= RAW DATA =

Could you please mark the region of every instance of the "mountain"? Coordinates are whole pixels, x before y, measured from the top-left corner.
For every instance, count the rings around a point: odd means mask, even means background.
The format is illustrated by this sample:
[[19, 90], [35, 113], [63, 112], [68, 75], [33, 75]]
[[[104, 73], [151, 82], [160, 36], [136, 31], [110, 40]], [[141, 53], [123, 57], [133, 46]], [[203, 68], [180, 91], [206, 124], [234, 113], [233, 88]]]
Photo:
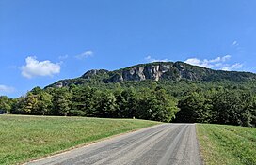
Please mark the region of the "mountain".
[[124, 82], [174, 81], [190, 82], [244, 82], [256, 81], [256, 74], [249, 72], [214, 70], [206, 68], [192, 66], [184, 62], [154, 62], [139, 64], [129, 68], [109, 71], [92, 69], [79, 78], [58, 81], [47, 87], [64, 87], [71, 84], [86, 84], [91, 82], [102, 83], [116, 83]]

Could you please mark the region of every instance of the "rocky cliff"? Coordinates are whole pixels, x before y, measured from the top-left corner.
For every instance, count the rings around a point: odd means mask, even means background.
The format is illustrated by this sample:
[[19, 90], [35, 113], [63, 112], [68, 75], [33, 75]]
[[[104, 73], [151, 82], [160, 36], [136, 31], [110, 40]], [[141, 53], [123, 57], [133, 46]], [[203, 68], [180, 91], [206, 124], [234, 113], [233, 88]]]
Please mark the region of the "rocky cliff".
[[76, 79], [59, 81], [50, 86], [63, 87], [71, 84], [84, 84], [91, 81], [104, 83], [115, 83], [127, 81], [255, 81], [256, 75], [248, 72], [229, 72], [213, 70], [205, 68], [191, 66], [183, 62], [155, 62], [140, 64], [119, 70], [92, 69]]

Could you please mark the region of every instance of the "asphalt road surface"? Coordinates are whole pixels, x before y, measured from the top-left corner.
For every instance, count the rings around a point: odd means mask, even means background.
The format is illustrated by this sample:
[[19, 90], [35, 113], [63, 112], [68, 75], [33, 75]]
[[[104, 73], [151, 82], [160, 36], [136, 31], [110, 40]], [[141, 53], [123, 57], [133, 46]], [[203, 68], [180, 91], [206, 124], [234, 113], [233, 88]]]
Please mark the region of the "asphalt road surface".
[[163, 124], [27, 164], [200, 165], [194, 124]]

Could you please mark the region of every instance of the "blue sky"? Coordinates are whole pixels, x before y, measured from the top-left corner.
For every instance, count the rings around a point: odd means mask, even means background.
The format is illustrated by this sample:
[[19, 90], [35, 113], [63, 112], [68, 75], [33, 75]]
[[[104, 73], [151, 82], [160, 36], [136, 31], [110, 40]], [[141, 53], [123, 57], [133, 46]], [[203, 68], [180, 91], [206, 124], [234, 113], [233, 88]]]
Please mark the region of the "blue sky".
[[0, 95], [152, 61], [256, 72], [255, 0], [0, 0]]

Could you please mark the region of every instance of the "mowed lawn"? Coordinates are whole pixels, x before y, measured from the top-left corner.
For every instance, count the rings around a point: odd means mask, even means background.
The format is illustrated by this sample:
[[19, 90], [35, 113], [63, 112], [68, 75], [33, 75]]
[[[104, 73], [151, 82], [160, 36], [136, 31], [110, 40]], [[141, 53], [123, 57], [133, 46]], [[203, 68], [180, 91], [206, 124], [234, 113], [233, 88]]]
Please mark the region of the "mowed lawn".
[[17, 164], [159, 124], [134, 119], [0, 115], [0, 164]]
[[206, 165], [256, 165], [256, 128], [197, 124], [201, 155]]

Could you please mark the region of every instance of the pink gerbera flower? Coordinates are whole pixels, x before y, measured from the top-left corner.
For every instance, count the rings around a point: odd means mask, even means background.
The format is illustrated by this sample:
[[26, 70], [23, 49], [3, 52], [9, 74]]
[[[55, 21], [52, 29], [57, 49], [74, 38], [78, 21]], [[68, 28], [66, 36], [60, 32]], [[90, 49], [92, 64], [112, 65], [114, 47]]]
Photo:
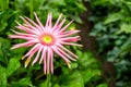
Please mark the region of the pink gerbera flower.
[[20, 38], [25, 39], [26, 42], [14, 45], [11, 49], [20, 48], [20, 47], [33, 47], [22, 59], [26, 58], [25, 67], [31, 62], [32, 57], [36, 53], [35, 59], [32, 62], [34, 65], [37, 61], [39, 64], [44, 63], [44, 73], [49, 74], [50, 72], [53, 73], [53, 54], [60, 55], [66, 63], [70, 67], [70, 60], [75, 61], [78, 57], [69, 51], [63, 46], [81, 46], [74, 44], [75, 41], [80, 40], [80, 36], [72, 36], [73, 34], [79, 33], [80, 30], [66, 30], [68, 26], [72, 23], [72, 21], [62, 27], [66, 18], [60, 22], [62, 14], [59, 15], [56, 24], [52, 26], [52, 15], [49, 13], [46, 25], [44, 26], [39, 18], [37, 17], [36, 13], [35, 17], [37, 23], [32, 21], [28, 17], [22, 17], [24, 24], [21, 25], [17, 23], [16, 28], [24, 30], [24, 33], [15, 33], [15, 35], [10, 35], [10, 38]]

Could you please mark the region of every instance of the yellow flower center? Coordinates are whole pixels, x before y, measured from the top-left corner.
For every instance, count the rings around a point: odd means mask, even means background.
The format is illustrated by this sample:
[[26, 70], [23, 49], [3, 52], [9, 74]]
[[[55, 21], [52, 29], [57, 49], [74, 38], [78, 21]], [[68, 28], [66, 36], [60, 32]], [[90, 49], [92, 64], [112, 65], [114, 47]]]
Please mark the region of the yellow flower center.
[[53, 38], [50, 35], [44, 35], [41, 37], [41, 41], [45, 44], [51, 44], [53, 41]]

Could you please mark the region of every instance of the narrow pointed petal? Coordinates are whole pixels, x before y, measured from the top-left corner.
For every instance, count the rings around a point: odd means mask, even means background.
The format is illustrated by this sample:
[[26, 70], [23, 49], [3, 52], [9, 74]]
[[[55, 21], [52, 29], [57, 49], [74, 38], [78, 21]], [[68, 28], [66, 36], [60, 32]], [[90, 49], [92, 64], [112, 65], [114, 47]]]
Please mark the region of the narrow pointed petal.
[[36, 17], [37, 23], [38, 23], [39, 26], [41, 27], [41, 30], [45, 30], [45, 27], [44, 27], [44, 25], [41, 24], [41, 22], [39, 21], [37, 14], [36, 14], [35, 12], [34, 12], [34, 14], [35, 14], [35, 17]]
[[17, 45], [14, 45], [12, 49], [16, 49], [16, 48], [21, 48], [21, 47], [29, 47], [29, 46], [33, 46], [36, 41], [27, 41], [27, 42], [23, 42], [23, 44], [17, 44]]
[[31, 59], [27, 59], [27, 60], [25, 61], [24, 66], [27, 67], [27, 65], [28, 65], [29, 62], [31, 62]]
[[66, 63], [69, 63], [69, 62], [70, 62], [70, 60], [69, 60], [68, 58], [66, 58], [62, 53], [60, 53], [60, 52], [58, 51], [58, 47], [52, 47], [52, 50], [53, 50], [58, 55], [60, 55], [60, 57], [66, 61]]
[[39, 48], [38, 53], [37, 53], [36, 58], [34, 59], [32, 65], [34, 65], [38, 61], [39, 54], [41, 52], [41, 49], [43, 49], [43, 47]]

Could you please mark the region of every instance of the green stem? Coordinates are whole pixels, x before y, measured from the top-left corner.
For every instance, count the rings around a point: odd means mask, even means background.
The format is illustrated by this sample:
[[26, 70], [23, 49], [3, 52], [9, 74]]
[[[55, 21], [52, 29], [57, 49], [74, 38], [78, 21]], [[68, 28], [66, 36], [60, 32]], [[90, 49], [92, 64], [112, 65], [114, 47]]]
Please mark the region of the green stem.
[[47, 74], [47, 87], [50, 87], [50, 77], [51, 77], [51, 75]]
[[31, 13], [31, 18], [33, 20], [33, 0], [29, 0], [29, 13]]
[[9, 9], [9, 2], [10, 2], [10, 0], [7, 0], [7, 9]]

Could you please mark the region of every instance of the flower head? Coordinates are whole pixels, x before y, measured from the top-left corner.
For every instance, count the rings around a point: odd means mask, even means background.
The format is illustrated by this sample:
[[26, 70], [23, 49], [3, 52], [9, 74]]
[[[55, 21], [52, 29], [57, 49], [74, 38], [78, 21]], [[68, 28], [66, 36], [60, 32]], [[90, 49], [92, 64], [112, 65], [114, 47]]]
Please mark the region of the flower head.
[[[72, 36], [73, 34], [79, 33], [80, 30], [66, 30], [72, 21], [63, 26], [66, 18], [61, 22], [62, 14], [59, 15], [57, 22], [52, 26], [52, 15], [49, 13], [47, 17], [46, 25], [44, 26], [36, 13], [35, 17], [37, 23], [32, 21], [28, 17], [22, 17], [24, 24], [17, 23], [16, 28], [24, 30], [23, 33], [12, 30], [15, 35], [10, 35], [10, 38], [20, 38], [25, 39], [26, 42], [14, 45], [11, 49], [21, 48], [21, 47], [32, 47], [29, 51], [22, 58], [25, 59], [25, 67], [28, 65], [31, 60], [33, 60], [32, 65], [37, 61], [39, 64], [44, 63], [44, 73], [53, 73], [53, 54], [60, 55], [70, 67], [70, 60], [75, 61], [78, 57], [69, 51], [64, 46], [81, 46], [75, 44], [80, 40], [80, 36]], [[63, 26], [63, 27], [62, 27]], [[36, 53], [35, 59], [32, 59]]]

= GOAL =
Could you rewrite the items above, starting at the beginning and stopping after the line that contains "[[163, 124], [27, 164], [200, 165], [194, 124]]", with "region" changed to "area" and everything else left as it is? Omit the pictures.

= ANSWER IN FULL =
Could you please mark the area of every instance of the "mountain"? Coordinates are whole pixels, x before y, measured from the top-left corner.
For every instance, count the rings around a point: odd means mask, even means background.
The format is illustrated by this sample:
[[19, 90], [35, 113], [63, 112], [68, 75], [33, 75]]
[[[104, 73], [151, 82], [160, 36], [136, 31], [110, 40]], [[141, 53], [123, 57], [133, 46]], [[203, 68], [180, 91], [206, 124], [234, 113], [233, 88]]]
Photo:
Please mark the area of the "mountain".
[[124, 82], [174, 81], [190, 82], [244, 82], [256, 81], [256, 74], [249, 72], [214, 70], [206, 68], [192, 66], [184, 62], [154, 62], [139, 64], [129, 68], [109, 71], [92, 69], [79, 78], [58, 81], [47, 87], [64, 87], [71, 84], [86, 84], [91, 82], [102, 83], [116, 83]]

Could you please mark the area of every instance of the "rocky cliff"? Coordinates are whole pixels, x before y, measured from the top-left corner.
For every instance, count the rings around a point: odd means mask, even means background.
The format is illustrated by this sample:
[[19, 90], [35, 113], [63, 112], [68, 75], [33, 75]]
[[[104, 73], [151, 82], [160, 36], [136, 31], [110, 40]], [[141, 53], [123, 57], [133, 46]], [[203, 68], [180, 91], [206, 124], [234, 113], [233, 88]]]
Please mark the area of the "rocky cliff".
[[76, 79], [59, 81], [50, 86], [63, 87], [71, 84], [84, 84], [91, 81], [104, 83], [115, 83], [127, 81], [255, 81], [256, 75], [248, 72], [229, 72], [213, 70], [205, 68], [191, 66], [183, 62], [155, 62], [140, 64], [119, 70], [92, 69]]

Could you please mark the area of every instance of the "asphalt road surface"? Coordinates are whole pixels, x before y, measured from the top-left corner.
For every instance, count the rings around a point: odd means mask, even means background.
The format is illustrated by this sample:
[[19, 90], [35, 113], [63, 112], [68, 75], [33, 75]]
[[[104, 73], [151, 82], [160, 36], [136, 31], [110, 40]], [[141, 53], [123, 57], [133, 46]], [[203, 68], [180, 91], [206, 124], [234, 113], [233, 88]]]
Please mark the area of the "asphalt road surface".
[[163, 124], [27, 164], [200, 165], [194, 124]]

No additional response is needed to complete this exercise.